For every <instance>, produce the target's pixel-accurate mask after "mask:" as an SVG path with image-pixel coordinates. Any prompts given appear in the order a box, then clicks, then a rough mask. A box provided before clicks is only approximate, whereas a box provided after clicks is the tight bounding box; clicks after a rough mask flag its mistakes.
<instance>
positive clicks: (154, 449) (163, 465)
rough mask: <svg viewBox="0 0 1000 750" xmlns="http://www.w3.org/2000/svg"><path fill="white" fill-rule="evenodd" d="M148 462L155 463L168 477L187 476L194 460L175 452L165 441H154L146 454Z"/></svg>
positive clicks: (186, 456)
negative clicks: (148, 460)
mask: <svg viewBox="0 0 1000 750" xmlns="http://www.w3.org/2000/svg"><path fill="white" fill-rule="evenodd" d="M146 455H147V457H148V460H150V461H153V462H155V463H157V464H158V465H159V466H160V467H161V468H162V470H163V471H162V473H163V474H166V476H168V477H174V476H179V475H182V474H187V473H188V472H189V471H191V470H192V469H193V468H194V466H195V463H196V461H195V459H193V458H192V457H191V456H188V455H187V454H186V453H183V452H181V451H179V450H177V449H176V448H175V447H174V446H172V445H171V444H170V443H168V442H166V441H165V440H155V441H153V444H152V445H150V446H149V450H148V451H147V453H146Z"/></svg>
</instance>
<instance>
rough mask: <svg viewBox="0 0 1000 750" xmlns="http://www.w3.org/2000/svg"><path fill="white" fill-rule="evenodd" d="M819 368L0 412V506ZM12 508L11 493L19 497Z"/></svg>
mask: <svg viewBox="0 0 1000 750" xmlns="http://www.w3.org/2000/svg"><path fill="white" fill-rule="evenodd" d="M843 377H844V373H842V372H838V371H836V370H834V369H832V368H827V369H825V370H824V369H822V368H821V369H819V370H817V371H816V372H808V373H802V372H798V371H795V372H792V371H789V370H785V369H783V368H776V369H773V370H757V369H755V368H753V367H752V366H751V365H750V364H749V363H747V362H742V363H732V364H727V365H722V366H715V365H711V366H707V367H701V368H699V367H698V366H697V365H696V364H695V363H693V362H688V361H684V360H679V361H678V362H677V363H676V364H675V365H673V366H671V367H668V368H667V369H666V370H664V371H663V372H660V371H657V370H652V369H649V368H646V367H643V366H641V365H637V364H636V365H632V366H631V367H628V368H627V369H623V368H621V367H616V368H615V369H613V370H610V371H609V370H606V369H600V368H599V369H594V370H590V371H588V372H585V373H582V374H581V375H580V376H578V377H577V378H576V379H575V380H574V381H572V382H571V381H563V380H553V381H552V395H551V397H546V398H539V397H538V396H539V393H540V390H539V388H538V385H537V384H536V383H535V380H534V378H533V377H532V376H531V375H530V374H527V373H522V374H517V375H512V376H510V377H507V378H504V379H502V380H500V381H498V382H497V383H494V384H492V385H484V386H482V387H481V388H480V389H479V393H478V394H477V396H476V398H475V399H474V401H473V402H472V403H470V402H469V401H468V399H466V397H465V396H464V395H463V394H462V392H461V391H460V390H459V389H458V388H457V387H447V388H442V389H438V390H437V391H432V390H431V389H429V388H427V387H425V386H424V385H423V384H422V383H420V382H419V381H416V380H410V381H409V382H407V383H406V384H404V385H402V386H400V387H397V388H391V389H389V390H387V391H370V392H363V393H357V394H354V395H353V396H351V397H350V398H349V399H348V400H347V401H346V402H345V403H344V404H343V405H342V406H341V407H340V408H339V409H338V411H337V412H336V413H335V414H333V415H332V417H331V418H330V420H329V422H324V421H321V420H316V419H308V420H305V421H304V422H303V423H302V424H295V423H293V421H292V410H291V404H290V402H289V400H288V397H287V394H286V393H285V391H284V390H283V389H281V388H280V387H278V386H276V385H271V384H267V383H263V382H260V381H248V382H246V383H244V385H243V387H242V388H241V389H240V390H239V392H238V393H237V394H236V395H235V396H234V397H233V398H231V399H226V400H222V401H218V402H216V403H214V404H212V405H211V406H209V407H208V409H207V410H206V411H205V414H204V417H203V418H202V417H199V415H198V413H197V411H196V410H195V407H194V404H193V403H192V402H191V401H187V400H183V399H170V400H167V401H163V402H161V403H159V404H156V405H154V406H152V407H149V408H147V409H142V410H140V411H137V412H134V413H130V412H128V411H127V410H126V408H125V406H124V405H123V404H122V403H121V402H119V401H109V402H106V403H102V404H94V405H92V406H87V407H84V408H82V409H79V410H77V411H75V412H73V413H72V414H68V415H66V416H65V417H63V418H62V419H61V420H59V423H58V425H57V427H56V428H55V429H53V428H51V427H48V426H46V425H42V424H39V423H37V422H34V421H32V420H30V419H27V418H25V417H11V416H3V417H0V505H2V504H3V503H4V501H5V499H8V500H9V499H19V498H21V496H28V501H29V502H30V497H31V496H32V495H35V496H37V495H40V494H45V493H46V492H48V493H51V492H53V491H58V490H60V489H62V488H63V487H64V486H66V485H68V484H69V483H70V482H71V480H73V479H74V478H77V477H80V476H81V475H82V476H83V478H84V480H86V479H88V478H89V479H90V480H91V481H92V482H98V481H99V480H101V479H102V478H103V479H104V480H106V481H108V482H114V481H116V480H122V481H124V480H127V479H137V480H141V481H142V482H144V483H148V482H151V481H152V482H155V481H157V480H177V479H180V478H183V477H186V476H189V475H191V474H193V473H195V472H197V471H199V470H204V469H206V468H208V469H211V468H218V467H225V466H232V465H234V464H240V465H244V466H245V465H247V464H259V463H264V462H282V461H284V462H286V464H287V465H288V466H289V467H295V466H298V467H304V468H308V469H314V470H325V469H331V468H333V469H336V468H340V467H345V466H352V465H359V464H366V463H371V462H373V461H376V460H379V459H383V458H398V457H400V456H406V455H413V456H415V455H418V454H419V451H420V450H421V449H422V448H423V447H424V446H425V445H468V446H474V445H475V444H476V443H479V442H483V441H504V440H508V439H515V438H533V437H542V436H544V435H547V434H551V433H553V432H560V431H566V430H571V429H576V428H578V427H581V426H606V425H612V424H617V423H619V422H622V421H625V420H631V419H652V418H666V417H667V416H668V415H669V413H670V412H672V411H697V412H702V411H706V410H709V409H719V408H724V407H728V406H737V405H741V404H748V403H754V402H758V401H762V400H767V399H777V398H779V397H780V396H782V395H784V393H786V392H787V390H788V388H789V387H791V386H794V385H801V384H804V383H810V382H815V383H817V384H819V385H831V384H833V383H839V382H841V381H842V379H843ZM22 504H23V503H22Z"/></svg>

• • • • • • •

* To do *
Using the material, show each line where the string "instance" can be found.

* Reply *
For every <instance>, produce the target's pixel-accurate mask after "mask:" as an SVG path with image-pixel coordinates. Any prompts given appear in the order a box, then clicks, then a rough mask. A box provided before clicks is only approximate, whereas a box provided after clicks is the tight bounding box; clicks after a rough mask flag its mistakes.
<instance>
</instance>
<instance>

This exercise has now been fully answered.